(Stored data entries)
⁂

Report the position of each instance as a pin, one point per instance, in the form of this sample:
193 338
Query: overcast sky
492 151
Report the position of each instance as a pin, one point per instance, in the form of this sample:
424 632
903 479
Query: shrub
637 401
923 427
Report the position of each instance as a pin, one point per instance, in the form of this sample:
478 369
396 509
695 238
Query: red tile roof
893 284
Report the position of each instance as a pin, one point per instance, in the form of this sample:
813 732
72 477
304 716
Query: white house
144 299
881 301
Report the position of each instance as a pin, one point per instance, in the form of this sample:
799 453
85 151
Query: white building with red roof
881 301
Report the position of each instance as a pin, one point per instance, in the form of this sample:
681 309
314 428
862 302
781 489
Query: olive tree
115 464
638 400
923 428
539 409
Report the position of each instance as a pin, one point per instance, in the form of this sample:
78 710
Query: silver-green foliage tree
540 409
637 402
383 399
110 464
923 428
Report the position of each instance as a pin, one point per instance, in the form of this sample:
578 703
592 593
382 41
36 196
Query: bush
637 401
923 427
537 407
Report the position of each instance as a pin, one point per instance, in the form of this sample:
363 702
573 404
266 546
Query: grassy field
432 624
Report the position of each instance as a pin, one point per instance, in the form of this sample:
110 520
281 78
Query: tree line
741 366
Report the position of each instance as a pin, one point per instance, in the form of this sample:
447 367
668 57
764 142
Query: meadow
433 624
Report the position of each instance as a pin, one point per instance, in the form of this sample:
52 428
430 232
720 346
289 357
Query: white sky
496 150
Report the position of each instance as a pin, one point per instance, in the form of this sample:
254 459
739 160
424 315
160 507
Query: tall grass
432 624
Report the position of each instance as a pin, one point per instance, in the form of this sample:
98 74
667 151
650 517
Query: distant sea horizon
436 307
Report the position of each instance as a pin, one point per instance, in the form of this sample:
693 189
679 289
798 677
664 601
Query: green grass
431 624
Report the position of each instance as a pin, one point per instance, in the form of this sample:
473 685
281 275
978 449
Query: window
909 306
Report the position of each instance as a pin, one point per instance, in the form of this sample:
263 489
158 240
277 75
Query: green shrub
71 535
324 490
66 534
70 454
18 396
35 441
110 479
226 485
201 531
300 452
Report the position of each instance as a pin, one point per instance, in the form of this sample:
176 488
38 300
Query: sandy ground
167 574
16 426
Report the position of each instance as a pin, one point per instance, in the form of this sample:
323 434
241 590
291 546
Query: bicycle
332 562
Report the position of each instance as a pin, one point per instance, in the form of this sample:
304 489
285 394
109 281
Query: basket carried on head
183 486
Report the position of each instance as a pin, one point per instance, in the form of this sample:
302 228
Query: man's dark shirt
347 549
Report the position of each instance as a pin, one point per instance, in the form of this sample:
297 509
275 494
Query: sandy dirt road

⁂

**TASK TO COMPLETE:** Would you restate every record word for word?

**EXERCISE ANSWER:**
Report the position of each instance as a pin, one point per instance, in the form of this sample:
193 338
Query: overcast sky
492 151
Report the position of each instance as a pin, one point per instance, in the form of this sample:
424 632
903 479
Query: shrub
637 401
923 427
Report the position of each instance as a pin, one point per instance, in the form of this sample:
478 369
396 509
695 238
Query: red tile roof
893 284
Report the position of each instance as a pin, one point per instance, in the form of this sample:
813 732
72 477
304 716
Query: white house
144 299
881 301
Report the position of each instance as a pin, one point per instance, in the form of this sample:
799 453
85 151
Query: white building with red roof
881 301
Report the position of each instance as a pin, one point per instance, in the form of this sample:
681 309
314 428
862 302
781 489
Query: olive tree
115 464
638 400
923 428
539 409
Report the position of each instance as a pin, one point per instance, in the form of this sample:
78 710
Query: silver-green foliage tree
540 409
637 402
383 399
110 464
923 428
Report the position of each instance as a pin, one point per instance, in the form of this sample:
578 703
592 593
382 41
36 196
Query: bush
637 401
923 427
537 407
Report the position of each instance as a pin, one point per instance, in the form of this sample:
363 702
573 404
266 546
Query: grassy field
432 624
Report the position of each instance as a pin, one point per instance, in the form of this sample:
110 520
281 78
Query: tree line
741 366
Report the position of each instance as a pin, one point per instance, in the form of this sample:
447 367
668 57
764 142
Query: meadow
433 624
Report the position of each instance as a pin, one point per instance, in the form of this sample:
52 428
430 232
720 346
289 357
Query: white sky
496 150
Report the position of each instance as a pin, one point per instance, in the form of this sample:
254 459
739 160
424 315
160 507
Query: tall grass
432 624
Report the position of each instance as a pin, one point per instance, in the form of this sample:
98 74
667 151
650 517
Query: distant sea horizon
436 307
Report the position of each instance as a pin, one point per instance, in the form of this sample:
693 189
679 289
798 677
664 601
Query: green grass
431 624
Report the position of each instance as a pin, one point per instance, in the form of this sample:
473 685
281 275
978 449
Query: window
909 306
Report the position of each instance as a pin, one point per instance, in the form of this sample:
263 489
158 240
277 75
Query: green shrub
71 535
324 490
66 534
70 454
18 396
35 441
110 479
226 485
201 531
300 452
Report the position of each instance as a pin, one point per instance, in the form of this sample:
176 488
38 300
Query: sandy ground
167 574
16 426
Report the position of each instance as a pin, one point per instance, in the form of this sample:
323 434
241 590
291 546
Query: bicycle
332 562
Report the position of each instance as a pin, one point per instance, in the form of this sample:
304 489
285 394
109 281
Query: basket carried on head
183 486
Report the position of each instance as a pin, one point per instance, in the form of this sample:
302 228
Query: man's dark shirt
347 549
Report the position of each instance as a pin, one point per instance, in the form of this sample:
297 509
275 494
Query: sandy dirt road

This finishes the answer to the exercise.